Python- bytes, str, and unicode

10 Aug 2017

[ python  str  unicode  bytes  ]

The following is taken from: “Effective Python: 59 Specific Ways to Write Better Python” by Brett Slatkin. I highly recommend this book.

In Python 3, there are two types that represent sequences of characters: bytes and str. Instances of bytes contain raw 8-bit values. Instances of str contain Unicode characters.

In Python 2, there are two types that represent sequences of characters: str and unicode. In contrast to Python 3, instances of str contain raw 8-bit values. Instances of unicode contain Unicode characters.

… continuing…

You’ll often need two helper functions to convert between these two cases and to ensure that the type of input values matches your code’s expectations.

- What is being asked -
Write out, word for word, the stretch of the page on Python strings from "[ python  str  unicode  bytes  ]" through "str contain Unicode characters.". The items that follow come from a different source than the page on Python strings.

- Information supplied -
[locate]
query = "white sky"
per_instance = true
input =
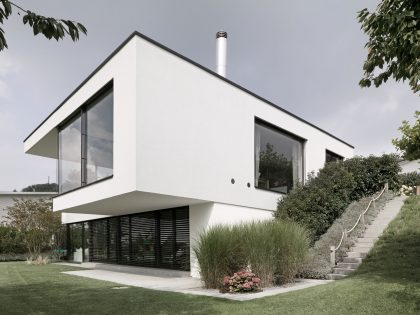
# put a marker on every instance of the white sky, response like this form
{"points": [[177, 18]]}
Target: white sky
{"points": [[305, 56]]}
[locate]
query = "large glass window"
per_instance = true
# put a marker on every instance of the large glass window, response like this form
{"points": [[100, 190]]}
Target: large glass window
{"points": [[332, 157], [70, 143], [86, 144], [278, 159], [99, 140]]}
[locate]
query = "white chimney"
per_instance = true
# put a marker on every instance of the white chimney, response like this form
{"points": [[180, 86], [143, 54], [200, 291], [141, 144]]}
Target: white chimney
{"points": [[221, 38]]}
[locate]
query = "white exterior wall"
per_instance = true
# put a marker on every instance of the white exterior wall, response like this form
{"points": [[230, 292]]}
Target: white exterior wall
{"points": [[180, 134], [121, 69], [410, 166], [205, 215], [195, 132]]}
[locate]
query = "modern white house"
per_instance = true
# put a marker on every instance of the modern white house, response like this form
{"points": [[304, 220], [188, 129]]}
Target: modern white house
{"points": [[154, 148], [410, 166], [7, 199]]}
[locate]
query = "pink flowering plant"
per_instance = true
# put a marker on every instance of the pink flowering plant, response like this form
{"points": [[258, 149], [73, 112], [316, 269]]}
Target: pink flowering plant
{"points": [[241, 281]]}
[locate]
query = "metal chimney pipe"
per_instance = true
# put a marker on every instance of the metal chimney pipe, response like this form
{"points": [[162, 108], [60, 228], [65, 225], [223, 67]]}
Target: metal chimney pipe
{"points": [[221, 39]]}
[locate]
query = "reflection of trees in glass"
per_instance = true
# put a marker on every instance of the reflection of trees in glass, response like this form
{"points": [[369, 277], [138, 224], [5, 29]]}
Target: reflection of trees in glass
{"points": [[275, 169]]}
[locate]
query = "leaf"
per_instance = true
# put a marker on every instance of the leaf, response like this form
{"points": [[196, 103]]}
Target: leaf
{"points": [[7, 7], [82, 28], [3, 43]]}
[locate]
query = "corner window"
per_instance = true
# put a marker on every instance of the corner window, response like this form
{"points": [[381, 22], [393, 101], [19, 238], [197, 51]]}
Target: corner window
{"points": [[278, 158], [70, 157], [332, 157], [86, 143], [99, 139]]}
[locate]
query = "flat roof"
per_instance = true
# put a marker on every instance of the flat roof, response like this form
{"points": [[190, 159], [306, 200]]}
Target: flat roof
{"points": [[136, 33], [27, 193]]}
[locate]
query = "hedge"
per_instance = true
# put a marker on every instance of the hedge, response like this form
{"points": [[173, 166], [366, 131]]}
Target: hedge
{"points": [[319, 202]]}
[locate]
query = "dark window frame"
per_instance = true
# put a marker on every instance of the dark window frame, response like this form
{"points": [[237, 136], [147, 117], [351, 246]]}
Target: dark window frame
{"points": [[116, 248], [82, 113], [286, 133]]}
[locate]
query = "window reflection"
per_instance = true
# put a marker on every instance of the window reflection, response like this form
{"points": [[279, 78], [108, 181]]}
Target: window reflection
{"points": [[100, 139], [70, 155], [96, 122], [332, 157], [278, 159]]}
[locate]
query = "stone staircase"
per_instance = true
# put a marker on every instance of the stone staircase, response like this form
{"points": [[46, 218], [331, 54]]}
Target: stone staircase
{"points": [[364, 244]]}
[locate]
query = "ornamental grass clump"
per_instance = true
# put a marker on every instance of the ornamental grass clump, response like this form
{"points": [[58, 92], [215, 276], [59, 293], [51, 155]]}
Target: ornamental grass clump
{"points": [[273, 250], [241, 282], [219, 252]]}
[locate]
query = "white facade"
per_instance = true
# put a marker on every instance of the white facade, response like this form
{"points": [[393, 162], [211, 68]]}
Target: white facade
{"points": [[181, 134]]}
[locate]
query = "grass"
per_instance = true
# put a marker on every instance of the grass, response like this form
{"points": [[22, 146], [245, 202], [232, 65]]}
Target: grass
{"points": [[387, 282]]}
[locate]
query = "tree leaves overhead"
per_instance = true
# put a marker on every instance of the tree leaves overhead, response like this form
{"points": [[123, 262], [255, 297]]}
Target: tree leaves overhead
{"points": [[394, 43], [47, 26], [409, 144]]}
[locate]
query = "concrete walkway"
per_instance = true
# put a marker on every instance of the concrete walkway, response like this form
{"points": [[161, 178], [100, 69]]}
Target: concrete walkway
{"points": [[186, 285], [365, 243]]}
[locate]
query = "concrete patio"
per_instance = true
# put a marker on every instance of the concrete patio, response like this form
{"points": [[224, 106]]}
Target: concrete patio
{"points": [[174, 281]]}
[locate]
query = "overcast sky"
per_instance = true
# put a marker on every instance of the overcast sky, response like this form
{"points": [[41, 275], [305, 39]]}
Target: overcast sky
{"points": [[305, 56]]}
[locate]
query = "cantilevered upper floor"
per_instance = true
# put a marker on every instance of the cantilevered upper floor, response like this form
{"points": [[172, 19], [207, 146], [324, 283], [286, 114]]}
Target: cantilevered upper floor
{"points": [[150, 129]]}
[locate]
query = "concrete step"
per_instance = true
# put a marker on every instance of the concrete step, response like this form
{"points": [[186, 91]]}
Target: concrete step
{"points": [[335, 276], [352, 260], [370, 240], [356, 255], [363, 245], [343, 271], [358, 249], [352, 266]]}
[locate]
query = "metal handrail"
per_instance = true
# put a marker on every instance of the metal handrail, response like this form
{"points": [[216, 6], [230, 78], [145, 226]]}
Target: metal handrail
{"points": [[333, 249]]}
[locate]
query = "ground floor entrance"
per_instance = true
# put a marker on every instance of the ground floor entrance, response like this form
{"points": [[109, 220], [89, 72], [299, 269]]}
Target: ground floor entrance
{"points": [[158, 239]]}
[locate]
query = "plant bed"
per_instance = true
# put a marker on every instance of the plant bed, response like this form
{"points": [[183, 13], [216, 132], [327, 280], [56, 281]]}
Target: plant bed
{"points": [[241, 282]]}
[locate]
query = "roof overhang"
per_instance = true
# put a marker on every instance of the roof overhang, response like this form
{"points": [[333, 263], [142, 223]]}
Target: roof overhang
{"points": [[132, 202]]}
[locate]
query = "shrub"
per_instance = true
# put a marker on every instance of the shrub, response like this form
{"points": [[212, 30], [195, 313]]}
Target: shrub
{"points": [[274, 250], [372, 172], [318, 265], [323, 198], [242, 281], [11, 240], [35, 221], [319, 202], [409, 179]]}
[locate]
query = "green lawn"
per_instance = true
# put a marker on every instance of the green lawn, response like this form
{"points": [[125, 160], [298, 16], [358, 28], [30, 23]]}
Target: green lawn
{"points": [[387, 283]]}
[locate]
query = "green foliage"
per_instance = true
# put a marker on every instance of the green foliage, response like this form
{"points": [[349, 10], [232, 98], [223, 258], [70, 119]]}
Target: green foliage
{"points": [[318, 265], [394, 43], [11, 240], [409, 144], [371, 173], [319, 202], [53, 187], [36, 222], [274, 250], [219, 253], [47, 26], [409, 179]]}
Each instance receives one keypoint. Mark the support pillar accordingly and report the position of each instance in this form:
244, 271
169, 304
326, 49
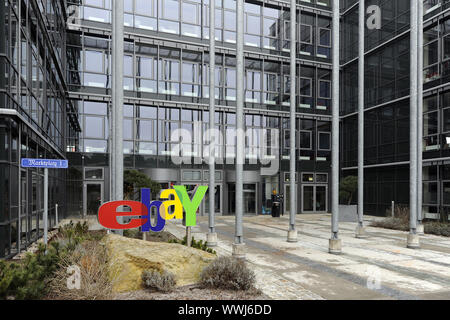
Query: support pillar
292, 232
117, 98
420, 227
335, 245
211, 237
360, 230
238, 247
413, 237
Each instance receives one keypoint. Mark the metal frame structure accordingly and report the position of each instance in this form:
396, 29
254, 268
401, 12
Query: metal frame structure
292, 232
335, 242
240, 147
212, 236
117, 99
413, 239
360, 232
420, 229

- Full response -
[ python  str  unicode  bytes  ]

The following is taken from: “Effective Python: 59 Specific Ways to Write Better Python” by Brett Slatkin. I highly recommend this book.

In Python 3, there are two types that represent sequences of characters: bytes and str. Instances of bytes contain raw 8-bit values. Instances of str contain Unicode characters.